● EXTRACTED MATERIAL
*** Begin section ***

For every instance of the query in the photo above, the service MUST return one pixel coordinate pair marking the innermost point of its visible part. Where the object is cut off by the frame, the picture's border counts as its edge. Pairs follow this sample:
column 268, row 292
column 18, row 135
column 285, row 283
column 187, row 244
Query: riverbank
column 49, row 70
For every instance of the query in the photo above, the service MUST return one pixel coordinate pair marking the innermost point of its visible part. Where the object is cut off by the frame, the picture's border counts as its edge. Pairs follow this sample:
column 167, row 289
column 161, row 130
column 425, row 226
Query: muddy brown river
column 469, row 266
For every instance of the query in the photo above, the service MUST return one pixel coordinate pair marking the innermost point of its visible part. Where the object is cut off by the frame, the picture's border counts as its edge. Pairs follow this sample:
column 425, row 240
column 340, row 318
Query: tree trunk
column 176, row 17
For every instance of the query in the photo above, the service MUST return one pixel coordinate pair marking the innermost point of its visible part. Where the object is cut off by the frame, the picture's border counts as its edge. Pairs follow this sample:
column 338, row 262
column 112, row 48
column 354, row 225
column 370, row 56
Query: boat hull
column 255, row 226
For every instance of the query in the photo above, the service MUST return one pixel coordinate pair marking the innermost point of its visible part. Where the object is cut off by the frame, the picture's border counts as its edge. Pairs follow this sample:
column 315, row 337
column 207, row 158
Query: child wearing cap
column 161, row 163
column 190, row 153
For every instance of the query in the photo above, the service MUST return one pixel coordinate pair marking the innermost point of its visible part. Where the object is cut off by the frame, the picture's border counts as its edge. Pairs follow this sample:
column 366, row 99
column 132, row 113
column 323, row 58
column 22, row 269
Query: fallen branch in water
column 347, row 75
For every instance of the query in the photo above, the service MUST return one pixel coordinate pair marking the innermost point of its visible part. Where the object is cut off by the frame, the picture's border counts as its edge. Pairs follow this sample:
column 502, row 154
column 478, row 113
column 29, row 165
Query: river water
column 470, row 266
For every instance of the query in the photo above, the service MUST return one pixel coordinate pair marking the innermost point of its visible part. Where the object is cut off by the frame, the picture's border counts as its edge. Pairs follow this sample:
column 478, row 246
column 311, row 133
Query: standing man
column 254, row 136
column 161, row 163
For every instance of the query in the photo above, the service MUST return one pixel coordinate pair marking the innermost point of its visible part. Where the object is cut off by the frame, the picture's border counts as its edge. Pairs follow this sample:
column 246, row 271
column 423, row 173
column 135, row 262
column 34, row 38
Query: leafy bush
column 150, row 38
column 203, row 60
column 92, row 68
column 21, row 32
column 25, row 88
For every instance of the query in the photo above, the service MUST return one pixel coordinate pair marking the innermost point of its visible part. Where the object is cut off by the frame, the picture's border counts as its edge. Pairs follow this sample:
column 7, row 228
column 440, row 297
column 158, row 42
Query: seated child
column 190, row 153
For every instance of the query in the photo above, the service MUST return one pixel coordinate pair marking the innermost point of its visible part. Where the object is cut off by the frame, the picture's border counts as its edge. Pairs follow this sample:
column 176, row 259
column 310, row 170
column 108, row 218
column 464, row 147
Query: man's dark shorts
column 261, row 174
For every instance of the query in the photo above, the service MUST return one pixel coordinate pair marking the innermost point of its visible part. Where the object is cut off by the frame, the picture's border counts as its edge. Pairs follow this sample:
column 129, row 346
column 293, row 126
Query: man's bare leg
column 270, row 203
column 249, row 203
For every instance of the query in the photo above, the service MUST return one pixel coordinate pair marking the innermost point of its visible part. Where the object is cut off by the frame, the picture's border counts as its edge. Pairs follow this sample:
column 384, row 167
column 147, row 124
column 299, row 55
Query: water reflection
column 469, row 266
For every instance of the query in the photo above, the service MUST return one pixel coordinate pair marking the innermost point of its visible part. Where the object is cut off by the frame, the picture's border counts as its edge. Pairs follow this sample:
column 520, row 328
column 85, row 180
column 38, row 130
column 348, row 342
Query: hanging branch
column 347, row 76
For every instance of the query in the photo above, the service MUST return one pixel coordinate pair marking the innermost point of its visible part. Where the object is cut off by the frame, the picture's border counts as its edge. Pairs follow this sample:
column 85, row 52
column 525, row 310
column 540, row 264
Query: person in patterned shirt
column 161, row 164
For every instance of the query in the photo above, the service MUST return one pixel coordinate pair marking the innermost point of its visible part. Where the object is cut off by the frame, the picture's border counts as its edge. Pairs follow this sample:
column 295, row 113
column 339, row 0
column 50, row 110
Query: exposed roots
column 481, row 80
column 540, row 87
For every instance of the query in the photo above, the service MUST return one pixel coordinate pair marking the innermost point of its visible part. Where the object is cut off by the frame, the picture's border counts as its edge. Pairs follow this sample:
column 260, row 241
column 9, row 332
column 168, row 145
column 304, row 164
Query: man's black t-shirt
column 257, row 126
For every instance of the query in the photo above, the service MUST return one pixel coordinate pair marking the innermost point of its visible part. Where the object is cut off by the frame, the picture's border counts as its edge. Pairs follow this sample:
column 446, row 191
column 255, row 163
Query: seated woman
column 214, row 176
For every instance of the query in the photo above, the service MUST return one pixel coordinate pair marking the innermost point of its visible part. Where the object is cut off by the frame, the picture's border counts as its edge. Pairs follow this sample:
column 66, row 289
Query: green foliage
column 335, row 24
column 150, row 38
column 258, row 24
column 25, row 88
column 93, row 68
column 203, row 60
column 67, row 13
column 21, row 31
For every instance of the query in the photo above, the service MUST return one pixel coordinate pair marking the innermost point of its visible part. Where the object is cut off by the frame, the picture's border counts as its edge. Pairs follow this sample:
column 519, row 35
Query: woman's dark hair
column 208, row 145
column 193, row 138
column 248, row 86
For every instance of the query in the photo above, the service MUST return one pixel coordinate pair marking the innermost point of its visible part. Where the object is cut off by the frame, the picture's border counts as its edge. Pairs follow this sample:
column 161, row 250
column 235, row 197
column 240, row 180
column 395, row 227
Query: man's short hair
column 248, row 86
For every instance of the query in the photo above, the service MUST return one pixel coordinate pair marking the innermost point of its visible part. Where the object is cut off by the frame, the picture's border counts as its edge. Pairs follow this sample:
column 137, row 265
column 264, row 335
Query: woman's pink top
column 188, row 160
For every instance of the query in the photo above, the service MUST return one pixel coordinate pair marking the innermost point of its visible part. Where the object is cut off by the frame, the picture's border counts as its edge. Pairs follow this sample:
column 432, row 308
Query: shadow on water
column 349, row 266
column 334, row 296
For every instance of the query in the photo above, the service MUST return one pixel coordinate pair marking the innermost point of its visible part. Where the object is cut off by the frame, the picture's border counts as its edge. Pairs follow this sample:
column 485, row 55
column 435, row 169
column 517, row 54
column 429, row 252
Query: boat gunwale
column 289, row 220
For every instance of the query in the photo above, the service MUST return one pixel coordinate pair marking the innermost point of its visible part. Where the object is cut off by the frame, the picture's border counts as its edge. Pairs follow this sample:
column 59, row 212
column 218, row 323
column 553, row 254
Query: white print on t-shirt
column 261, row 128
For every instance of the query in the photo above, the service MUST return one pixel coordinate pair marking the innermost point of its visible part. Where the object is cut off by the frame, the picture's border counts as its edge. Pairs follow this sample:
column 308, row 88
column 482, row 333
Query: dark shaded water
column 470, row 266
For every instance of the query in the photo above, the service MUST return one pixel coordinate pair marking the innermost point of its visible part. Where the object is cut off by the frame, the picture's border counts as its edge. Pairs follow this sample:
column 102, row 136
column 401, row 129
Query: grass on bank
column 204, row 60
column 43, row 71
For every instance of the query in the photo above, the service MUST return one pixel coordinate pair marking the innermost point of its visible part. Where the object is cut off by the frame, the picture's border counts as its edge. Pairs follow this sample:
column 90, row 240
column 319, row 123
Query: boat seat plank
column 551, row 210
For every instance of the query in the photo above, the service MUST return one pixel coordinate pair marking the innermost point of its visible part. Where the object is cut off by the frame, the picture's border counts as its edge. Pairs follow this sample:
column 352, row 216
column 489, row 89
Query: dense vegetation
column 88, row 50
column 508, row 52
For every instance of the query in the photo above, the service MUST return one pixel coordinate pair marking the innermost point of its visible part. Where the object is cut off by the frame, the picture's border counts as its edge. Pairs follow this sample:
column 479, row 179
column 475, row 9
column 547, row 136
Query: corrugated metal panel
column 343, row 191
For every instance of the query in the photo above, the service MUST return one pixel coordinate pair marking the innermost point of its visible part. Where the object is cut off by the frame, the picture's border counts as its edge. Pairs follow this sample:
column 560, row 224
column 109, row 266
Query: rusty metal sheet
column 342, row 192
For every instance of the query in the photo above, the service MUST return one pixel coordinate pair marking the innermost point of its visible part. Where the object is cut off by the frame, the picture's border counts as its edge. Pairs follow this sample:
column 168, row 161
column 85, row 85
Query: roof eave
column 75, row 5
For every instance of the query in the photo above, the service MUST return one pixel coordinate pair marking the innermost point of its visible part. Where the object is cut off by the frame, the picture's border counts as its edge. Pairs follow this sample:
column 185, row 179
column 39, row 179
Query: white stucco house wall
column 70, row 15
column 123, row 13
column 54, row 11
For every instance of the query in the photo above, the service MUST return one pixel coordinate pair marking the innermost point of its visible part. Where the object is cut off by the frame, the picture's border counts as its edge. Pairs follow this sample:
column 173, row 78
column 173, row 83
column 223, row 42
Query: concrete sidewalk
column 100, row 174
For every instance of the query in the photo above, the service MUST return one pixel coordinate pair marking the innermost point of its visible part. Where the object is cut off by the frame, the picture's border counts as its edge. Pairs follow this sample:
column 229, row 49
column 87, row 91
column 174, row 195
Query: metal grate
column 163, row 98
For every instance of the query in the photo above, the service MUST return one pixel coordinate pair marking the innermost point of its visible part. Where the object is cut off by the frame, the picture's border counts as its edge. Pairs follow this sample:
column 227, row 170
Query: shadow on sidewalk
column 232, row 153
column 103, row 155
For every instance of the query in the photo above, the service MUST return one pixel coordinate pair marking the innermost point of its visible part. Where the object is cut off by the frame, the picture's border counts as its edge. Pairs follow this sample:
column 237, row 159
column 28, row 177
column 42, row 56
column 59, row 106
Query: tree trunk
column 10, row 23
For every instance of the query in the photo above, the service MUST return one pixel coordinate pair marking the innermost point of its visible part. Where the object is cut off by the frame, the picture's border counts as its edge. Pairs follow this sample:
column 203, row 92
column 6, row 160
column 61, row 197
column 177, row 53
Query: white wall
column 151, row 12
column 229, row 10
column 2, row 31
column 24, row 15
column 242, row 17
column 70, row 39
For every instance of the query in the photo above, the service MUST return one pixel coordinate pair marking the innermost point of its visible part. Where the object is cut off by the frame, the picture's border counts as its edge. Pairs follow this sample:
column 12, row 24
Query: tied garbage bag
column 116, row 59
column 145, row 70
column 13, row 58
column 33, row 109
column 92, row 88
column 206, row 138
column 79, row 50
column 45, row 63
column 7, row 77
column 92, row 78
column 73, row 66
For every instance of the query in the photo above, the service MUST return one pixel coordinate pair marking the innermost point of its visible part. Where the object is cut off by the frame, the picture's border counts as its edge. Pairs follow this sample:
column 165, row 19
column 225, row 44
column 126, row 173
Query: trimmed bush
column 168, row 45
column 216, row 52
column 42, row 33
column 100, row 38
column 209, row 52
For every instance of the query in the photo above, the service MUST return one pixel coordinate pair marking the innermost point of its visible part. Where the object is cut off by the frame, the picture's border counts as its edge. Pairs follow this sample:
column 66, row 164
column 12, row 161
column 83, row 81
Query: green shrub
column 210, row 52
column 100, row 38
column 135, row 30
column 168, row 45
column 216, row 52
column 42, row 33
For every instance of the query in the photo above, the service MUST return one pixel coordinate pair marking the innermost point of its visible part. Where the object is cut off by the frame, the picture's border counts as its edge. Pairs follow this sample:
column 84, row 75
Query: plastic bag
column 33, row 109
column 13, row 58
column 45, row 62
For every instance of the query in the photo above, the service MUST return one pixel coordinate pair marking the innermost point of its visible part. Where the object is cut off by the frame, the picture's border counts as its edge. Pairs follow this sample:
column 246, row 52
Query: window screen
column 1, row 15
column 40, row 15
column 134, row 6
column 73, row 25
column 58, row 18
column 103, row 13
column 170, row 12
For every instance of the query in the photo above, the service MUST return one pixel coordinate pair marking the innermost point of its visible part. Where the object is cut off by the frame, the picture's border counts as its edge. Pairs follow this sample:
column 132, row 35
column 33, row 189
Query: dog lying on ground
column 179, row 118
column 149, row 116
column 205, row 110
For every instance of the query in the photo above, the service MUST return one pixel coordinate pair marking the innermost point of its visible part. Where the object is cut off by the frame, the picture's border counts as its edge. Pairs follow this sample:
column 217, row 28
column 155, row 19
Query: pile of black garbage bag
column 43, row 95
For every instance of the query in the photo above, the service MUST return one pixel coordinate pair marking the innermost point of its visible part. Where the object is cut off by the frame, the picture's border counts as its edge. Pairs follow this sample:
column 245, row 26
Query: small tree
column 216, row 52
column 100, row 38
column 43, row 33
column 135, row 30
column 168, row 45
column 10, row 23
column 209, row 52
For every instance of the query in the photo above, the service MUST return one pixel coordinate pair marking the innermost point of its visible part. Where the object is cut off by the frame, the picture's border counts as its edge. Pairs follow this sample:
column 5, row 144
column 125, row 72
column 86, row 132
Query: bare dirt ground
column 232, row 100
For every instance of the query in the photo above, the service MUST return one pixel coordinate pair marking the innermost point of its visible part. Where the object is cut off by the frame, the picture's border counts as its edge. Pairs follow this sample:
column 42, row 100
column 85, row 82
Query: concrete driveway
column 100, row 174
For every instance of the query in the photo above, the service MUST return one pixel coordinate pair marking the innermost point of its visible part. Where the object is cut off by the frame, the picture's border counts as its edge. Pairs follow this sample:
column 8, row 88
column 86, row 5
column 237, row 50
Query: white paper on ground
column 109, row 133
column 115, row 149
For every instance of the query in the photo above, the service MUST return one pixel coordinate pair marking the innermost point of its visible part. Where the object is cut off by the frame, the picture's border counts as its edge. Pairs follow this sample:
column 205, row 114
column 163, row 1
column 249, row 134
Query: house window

*** End section ***

● ASSIGNMENT
Taking the entries above, write out exactly the lines starting with the line containing "Query: man's black t-shirt" and going on through the line containing "column 66, row 289", both included, and nothing else.

● EXERCISE RESPONSE
Query: man's black t-shirt
column 257, row 126
For every instance of the query in the photo above, the service MUST return one pixel coordinate pair marking the innermost point of its visible part. Where the object is cut off by the frame, the picture's border counts as its edge. Pairs follow this sample:
column 446, row 191
column 255, row 163
Query: seated woman
column 214, row 176
For every instance of the query in the photo above, the service MUST return one pixel coordinate pair marking the innermost point of its visible part. Where the object is cut off by the frame, the picture's border counts as its edge. Pairs follow this sample:
column 66, row 289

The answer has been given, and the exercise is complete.